-- Start Material for this exercise --

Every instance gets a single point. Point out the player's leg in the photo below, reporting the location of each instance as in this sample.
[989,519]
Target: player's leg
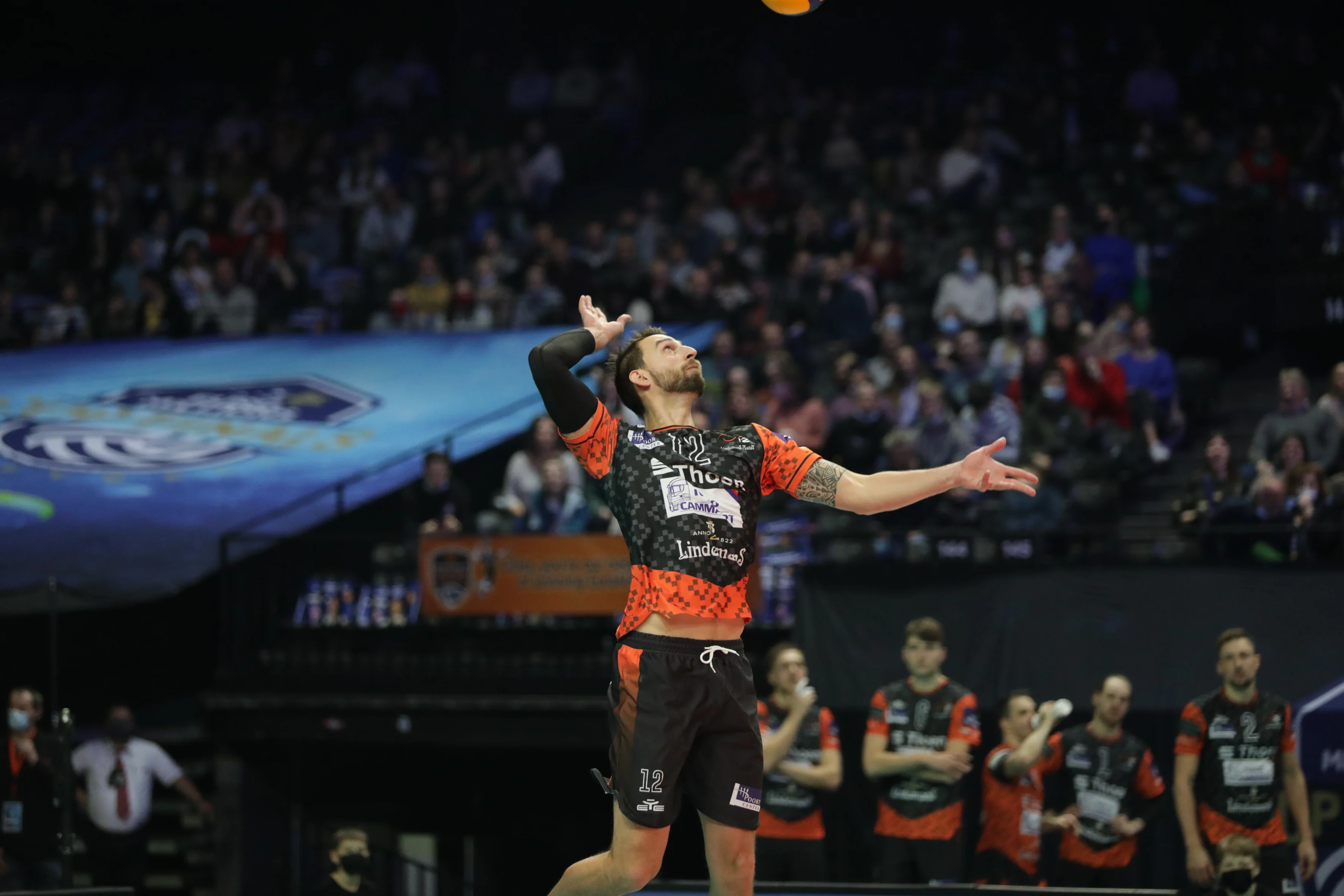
[730,854]
[632,861]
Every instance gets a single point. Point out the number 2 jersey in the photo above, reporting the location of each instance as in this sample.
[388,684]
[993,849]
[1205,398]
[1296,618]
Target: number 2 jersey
[789,811]
[1238,746]
[687,501]
[921,722]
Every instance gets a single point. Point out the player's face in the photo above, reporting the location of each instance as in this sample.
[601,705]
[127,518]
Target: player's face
[924,659]
[1238,663]
[789,670]
[1019,718]
[1112,702]
[673,366]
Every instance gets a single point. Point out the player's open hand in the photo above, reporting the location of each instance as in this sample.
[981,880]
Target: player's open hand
[979,471]
[594,322]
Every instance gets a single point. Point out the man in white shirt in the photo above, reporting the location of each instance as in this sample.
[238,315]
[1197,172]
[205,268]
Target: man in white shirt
[970,292]
[119,774]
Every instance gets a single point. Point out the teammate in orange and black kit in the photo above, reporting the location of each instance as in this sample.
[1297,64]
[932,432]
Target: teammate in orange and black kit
[921,733]
[1112,788]
[802,759]
[683,703]
[1011,817]
[1234,754]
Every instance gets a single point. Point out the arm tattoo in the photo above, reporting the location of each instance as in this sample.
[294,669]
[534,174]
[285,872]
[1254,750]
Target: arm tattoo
[819,486]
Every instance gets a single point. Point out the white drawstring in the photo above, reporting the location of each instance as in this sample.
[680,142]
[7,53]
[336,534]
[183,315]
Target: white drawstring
[707,655]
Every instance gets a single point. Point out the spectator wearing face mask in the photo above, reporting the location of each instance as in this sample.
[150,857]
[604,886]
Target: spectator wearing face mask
[118,776]
[350,866]
[968,292]
[29,841]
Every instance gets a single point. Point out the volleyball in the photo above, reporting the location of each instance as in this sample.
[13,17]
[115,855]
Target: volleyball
[794,7]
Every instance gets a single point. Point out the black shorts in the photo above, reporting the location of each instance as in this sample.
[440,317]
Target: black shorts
[685,720]
[994,867]
[791,860]
[917,861]
[1078,876]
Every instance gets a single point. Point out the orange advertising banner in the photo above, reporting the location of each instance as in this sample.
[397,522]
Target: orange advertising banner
[584,575]
[562,574]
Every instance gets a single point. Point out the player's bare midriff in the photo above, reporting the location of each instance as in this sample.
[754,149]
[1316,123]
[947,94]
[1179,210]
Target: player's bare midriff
[682,625]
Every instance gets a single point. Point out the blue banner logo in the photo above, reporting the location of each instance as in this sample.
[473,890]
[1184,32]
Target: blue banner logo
[89,448]
[292,399]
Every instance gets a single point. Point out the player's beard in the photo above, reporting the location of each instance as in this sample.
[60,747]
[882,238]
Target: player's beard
[681,382]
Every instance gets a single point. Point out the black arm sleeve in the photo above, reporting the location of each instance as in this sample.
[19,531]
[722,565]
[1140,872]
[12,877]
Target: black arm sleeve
[567,401]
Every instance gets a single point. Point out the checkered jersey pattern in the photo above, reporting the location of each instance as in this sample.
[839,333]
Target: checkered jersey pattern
[687,504]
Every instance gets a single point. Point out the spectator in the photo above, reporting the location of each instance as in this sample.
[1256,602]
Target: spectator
[539,303]
[1217,487]
[789,410]
[1061,252]
[530,91]
[30,856]
[968,292]
[1319,430]
[228,307]
[350,866]
[523,473]
[1152,91]
[440,501]
[1097,387]
[1264,164]
[1023,296]
[1053,429]
[428,297]
[119,773]
[970,367]
[65,320]
[560,508]
[855,441]
[940,437]
[990,416]
[1151,379]
[1112,258]
[1334,399]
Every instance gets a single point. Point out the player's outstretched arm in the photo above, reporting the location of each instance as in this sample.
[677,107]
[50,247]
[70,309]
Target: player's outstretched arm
[567,401]
[836,487]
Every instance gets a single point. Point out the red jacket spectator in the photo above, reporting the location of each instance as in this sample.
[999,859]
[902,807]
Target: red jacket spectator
[1097,387]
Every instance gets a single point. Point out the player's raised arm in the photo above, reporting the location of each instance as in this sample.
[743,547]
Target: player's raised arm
[567,401]
[831,484]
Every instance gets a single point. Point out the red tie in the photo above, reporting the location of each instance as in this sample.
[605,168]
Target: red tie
[123,794]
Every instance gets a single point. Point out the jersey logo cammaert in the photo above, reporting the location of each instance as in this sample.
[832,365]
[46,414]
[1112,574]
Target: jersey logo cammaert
[683,494]
[84,448]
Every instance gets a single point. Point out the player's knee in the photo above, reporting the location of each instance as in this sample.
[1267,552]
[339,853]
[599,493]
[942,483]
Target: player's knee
[638,868]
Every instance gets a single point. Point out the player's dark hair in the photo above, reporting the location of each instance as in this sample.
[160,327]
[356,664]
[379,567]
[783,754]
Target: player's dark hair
[773,653]
[1233,635]
[1006,704]
[1114,675]
[631,358]
[925,629]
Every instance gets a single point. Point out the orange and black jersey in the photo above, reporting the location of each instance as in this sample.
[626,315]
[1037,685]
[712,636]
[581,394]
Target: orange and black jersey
[788,809]
[1010,814]
[921,722]
[686,499]
[1240,747]
[1104,778]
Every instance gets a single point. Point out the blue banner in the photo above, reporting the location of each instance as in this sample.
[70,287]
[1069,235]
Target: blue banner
[121,464]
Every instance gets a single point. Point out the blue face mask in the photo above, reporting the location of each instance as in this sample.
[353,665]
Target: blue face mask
[19,720]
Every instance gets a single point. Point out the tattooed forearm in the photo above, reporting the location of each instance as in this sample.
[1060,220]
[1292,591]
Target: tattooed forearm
[819,486]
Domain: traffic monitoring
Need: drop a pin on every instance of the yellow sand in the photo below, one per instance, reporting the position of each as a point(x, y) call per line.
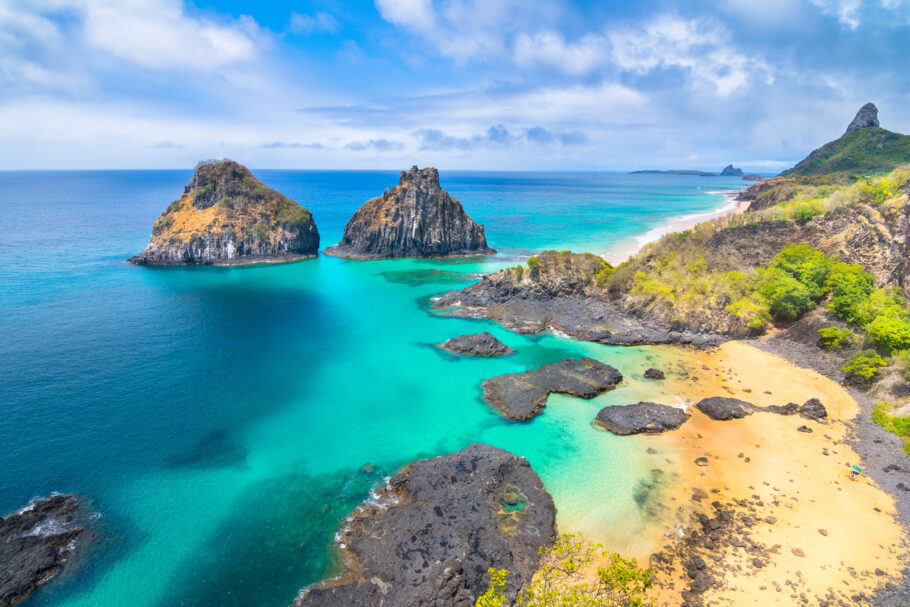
point(812, 491)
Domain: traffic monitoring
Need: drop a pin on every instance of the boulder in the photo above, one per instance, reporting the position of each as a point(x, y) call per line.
point(813, 409)
point(477, 344)
point(437, 528)
point(416, 218)
point(226, 216)
point(522, 396)
point(644, 417)
point(723, 408)
point(35, 542)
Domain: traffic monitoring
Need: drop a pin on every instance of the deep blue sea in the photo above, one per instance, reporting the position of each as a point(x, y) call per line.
point(224, 421)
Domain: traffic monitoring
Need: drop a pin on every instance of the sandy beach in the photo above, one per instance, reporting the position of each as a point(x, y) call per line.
point(626, 249)
point(773, 517)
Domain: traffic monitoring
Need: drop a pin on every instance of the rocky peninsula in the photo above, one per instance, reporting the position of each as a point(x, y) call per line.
point(35, 543)
point(416, 218)
point(226, 216)
point(436, 529)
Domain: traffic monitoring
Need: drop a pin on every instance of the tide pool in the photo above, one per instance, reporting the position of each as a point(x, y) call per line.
point(224, 421)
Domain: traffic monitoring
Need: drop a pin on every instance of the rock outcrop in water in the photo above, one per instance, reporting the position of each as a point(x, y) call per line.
point(640, 418)
point(416, 218)
point(522, 396)
point(477, 344)
point(227, 216)
point(35, 542)
point(436, 530)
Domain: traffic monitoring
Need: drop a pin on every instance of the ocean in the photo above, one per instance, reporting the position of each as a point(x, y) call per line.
point(223, 421)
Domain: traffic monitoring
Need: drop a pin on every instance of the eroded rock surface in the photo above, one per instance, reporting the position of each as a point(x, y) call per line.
point(440, 525)
point(522, 396)
point(477, 344)
point(416, 218)
point(35, 542)
point(227, 216)
point(641, 418)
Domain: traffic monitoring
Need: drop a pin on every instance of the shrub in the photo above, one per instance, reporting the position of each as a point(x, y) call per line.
point(835, 338)
point(787, 297)
point(561, 580)
point(901, 360)
point(850, 287)
point(890, 331)
point(863, 367)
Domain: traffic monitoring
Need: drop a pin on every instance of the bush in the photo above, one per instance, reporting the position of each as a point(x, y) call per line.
point(835, 338)
point(863, 367)
point(561, 580)
point(901, 360)
point(787, 297)
point(850, 287)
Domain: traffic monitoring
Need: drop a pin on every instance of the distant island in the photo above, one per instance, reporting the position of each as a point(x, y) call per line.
point(728, 171)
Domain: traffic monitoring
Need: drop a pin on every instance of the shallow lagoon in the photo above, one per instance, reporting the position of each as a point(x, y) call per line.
point(225, 420)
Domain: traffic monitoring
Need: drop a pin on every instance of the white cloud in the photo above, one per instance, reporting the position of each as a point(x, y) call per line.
point(846, 11)
point(699, 47)
point(157, 34)
point(550, 49)
point(306, 24)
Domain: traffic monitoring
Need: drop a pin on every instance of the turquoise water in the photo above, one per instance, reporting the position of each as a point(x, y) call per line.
point(224, 421)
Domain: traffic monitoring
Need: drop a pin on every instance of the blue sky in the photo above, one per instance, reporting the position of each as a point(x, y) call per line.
point(459, 84)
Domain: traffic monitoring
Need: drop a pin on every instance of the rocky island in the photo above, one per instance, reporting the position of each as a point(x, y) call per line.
point(416, 218)
point(226, 216)
point(35, 543)
point(437, 528)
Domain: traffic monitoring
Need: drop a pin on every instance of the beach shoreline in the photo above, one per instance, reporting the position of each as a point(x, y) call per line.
point(627, 248)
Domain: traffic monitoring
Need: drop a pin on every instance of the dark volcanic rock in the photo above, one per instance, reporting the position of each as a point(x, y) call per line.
point(35, 541)
point(416, 218)
point(477, 344)
point(558, 290)
point(649, 418)
point(813, 409)
point(866, 116)
point(521, 396)
point(227, 216)
point(723, 408)
point(444, 522)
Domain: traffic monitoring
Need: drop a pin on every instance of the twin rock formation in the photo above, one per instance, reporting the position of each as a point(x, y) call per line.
point(227, 216)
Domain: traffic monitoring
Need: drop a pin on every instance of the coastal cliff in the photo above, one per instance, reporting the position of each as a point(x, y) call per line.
point(227, 216)
point(35, 543)
point(439, 526)
point(416, 218)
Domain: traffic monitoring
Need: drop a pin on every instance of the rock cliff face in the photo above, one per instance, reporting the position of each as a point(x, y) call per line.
point(227, 216)
point(35, 542)
point(866, 116)
point(416, 218)
point(435, 531)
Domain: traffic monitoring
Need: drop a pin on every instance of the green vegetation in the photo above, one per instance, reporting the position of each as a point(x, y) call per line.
point(559, 581)
point(835, 338)
point(861, 152)
point(292, 214)
point(896, 424)
point(864, 367)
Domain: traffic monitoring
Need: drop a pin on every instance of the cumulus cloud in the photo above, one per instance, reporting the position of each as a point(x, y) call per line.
point(276, 145)
point(375, 145)
point(317, 22)
point(699, 47)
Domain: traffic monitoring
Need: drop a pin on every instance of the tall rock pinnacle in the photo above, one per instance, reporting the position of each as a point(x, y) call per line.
point(866, 116)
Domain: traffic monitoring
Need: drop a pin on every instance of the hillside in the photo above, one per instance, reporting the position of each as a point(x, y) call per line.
point(865, 149)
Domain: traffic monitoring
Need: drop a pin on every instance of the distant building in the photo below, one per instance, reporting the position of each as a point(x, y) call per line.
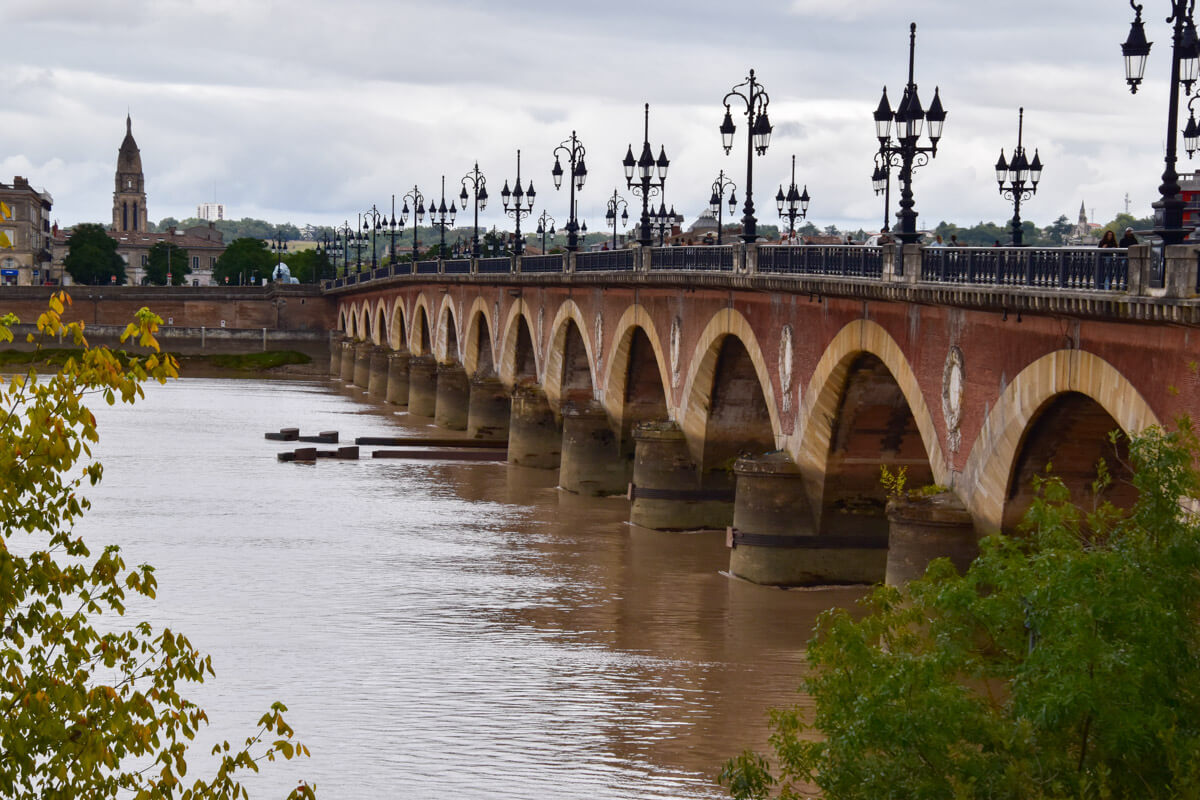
point(29, 232)
point(210, 211)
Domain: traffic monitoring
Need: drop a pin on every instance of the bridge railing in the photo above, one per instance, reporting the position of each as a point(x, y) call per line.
point(606, 260)
point(841, 260)
point(1043, 268)
point(709, 258)
point(547, 263)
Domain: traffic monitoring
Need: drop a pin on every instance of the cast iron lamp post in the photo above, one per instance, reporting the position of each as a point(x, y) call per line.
point(573, 149)
point(1185, 64)
point(757, 138)
point(714, 202)
point(517, 211)
point(1023, 176)
point(418, 212)
point(795, 205)
point(443, 218)
point(616, 203)
point(906, 152)
point(546, 228)
point(479, 202)
point(645, 185)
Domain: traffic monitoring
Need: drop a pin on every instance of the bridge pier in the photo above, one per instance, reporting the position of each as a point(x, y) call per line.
point(591, 462)
point(397, 379)
point(347, 364)
point(534, 435)
point(363, 364)
point(489, 409)
point(423, 386)
point(922, 529)
point(377, 374)
point(453, 397)
point(666, 492)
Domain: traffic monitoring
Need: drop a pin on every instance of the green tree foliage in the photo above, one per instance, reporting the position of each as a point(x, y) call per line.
point(1065, 663)
point(90, 708)
point(167, 259)
point(93, 259)
point(245, 260)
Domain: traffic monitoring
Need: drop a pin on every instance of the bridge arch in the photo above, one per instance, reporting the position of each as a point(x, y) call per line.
point(727, 354)
point(520, 353)
point(1062, 376)
point(479, 346)
point(447, 342)
point(637, 386)
point(570, 364)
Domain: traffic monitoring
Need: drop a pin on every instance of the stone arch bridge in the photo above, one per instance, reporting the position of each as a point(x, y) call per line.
point(763, 389)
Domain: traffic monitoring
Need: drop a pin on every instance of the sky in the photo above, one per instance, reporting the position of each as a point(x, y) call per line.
point(312, 112)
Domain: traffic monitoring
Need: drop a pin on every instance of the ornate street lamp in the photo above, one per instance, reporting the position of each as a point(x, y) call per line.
point(517, 211)
point(757, 139)
point(418, 202)
point(443, 218)
point(573, 149)
point(910, 116)
point(795, 205)
point(1185, 65)
point(642, 184)
point(714, 202)
point(1021, 176)
point(479, 202)
point(616, 203)
point(546, 228)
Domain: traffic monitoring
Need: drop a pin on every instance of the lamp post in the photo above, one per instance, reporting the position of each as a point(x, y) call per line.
point(909, 118)
point(617, 203)
point(1023, 176)
point(645, 186)
point(478, 198)
point(574, 151)
point(714, 202)
point(442, 218)
point(418, 200)
point(1185, 64)
point(546, 228)
point(757, 138)
point(370, 228)
point(795, 205)
point(517, 211)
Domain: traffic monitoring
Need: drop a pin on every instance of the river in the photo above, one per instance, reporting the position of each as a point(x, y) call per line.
point(437, 630)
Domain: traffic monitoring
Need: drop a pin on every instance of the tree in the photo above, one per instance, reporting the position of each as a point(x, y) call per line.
point(90, 709)
point(93, 257)
point(1063, 663)
point(245, 260)
point(167, 259)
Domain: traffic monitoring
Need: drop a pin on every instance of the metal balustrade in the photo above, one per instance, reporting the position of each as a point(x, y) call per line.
point(708, 258)
point(606, 260)
point(543, 263)
point(841, 260)
point(1056, 268)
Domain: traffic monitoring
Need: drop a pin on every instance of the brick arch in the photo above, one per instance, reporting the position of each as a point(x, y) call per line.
point(697, 391)
point(417, 343)
point(445, 349)
point(552, 376)
point(617, 366)
point(519, 312)
point(399, 328)
point(811, 441)
point(994, 453)
point(480, 310)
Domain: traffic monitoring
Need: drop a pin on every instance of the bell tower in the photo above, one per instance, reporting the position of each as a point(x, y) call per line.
point(130, 193)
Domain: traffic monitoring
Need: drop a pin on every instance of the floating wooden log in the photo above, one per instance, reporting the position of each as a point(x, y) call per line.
point(431, 441)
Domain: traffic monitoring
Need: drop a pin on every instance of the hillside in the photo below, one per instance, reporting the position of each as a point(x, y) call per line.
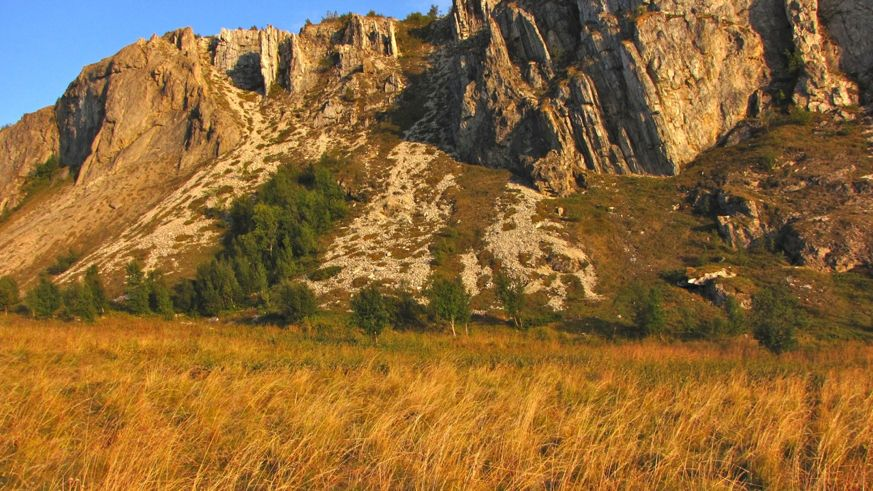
point(587, 147)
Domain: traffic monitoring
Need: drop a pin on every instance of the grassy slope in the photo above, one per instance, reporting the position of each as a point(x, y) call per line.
point(141, 403)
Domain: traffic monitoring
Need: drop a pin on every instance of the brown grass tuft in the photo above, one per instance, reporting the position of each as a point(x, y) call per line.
point(131, 403)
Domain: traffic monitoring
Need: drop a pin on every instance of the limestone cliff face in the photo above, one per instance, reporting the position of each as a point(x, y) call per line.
point(22, 147)
point(557, 88)
point(147, 105)
point(261, 60)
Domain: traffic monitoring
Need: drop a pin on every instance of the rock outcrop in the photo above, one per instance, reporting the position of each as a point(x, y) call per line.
point(23, 146)
point(262, 60)
point(555, 89)
point(147, 105)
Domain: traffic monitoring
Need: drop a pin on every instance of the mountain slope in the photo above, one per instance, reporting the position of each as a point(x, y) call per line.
point(158, 139)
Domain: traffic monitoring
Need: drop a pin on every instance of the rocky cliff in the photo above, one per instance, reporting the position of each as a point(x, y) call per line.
point(263, 60)
point(22, 147)
point(149, 105)
point(558, 88)
point(170, 129)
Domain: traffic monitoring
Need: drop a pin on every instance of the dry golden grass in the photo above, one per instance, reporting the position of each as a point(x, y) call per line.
point(130, 403)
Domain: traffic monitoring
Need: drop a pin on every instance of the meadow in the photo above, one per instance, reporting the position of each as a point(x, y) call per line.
point(132, 403)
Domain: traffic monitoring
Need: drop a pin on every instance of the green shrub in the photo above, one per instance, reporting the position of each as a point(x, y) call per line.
point(42, 175)
point(371, 311)
point(43, 300)
point(79, 303)
point(270, 236)
point(294, 302)
point(776, 317)
point(650, 319)
point(9, 294)
point(409, 313)
point(136, 289)
point(449, 302)
point(160, 298)
point(512, 297)
point(325, 273)
point(95, 285)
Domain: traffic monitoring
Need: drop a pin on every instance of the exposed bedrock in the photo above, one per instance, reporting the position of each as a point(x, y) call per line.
point(559, 87)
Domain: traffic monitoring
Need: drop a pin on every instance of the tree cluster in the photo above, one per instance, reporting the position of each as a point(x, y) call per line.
point(83, 300)
point(270, 237)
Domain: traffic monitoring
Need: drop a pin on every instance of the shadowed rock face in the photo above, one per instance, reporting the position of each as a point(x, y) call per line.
point(148, 104)
point(22, 147)
point(557, 88)
point(261, 60)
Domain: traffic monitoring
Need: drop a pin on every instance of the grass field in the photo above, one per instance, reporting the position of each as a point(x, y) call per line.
point(136, 403)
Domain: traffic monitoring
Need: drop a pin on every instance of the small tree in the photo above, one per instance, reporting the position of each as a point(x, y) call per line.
point(294, 302)
point(776, 316)
point(449, 302)
point(136, 289)
point(95, 285)
point(9, 294)
point(408, 312)
point(737, 322)
point(371, 311)
point(44, 299)
point(79, 303)
point(160, 300)
point(510, 293)
point(650, 318)
point(184, 296)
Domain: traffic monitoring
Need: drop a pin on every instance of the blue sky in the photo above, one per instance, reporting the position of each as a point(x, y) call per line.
point(44, 44)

-- End Material for this exercise --

_Do this_.
Find each line in the entries above that contains the word "shorts" and copy those lines.

_Solution for this problem_.
Every instance gets a single point. Point out the black shorts in the photo above, reporting the location of each instance as in this sample.
Target: black shorts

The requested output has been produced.